====== PAGE EXCERPT
Let My People Go! is a 2011 film directed by Mikael Buch. It premiered at the 2011 Montreal World Film Festival and was released in December 2011 in France. It was released in the United States in 2013 by Zeitgeist Films and grossed $18,529 domestically.

Synopsis
Ruben is a French-Jewish gay mailman is living in fairytale Finland (where he got his MA in "Comparative Sauna Cultures") with his gorgeous Nordic boyfriend. Just before Passover, a series of mishaps and a lovers' quarrel exile the heartbroken Reuben back to Paris and his zany family—including Carmen Maura as his ditzy mom, and Truffaut regular Jean-François Stévenin as his lothario father. Scripted by director Mikael Buch and renowned arthouse auteur Christophe Honoré, Let My People Go! both celebrates and upends Jewish and gay stereotypes.
============
====== DATA RECORDS
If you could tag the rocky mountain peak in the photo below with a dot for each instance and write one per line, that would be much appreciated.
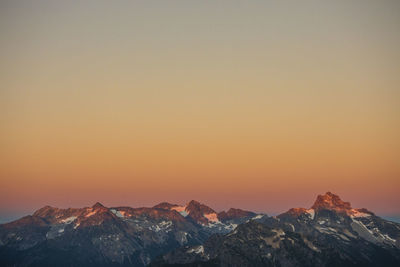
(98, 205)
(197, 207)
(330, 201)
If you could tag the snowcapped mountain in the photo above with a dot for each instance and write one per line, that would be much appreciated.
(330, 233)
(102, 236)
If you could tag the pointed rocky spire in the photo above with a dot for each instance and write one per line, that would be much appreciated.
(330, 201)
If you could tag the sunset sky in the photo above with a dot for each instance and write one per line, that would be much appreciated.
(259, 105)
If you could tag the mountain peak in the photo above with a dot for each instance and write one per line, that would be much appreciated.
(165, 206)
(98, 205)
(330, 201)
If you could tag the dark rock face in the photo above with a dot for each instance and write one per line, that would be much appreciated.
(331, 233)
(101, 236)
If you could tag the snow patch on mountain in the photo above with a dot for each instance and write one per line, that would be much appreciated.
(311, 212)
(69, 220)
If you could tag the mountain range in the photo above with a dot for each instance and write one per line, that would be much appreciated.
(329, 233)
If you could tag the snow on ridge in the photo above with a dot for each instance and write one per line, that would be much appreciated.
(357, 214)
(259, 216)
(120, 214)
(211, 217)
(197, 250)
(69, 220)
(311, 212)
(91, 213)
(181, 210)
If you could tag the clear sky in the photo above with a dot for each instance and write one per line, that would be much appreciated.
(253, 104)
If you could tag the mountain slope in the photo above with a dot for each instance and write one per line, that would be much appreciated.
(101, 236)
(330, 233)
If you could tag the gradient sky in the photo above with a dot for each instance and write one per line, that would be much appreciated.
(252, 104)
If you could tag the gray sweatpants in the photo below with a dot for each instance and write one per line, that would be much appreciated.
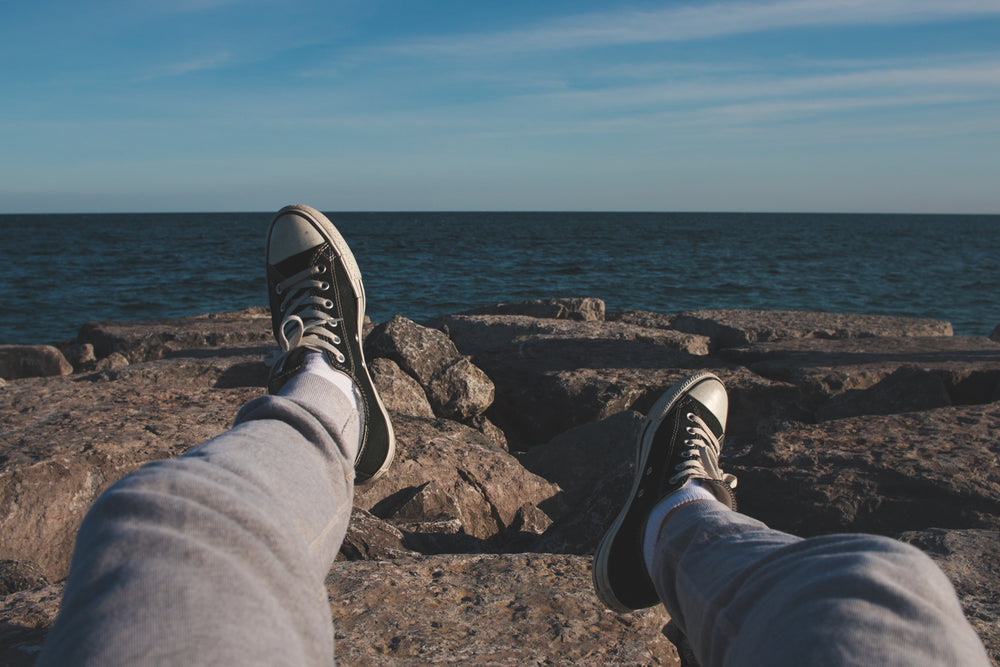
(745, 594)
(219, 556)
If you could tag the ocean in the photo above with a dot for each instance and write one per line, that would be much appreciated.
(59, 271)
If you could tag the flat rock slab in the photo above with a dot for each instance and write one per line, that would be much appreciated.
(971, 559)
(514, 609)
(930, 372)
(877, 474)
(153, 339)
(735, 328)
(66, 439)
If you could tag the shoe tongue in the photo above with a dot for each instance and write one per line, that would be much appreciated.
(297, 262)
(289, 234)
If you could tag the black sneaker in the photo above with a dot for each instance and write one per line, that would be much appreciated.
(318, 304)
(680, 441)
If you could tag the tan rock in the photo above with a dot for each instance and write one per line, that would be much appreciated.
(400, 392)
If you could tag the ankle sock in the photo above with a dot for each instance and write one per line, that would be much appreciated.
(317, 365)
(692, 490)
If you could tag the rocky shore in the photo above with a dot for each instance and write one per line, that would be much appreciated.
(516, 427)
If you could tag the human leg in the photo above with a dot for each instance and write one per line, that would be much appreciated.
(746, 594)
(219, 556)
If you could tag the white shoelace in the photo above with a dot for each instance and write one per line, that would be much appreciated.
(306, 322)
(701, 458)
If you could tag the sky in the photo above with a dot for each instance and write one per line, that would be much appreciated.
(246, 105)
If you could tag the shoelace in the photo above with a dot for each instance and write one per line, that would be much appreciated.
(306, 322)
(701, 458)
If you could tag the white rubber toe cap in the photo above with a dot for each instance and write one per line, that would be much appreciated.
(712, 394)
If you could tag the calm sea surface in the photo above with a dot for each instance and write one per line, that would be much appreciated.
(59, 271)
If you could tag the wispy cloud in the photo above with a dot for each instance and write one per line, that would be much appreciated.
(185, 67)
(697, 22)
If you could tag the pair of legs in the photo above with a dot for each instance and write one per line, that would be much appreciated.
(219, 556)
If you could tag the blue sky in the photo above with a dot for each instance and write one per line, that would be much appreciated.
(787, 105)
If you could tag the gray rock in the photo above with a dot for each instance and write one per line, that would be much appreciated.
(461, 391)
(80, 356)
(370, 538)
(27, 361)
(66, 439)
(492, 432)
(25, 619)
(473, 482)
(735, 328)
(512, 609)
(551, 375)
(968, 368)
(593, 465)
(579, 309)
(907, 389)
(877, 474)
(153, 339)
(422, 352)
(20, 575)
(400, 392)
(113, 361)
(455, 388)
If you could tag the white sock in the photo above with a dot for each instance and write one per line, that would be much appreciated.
============
● SHORT EXERCISE 1
Using the film page, answer these questions:
(a) At which festival did the film premiere?
(b) Which company released the film in the United States?
(c) Who wrote the script?
● SHORT EXERCISE 2
Translate this sentence from the film page into Spanish: "It premiered at the 2011 Montreal World Film Festival and was released in December 2011 in France."

● REPLY 1
(a) The 2011 Montreal World Film Festival
(b) Zeitgeist Films
(c) Director Mikael Buch and Christophe Honoré

● REPLY 2
Se estrenó en el Festival Mundial de Cine de Montreal de 2011 y se lanzó en diciembre de 2011 en Francia.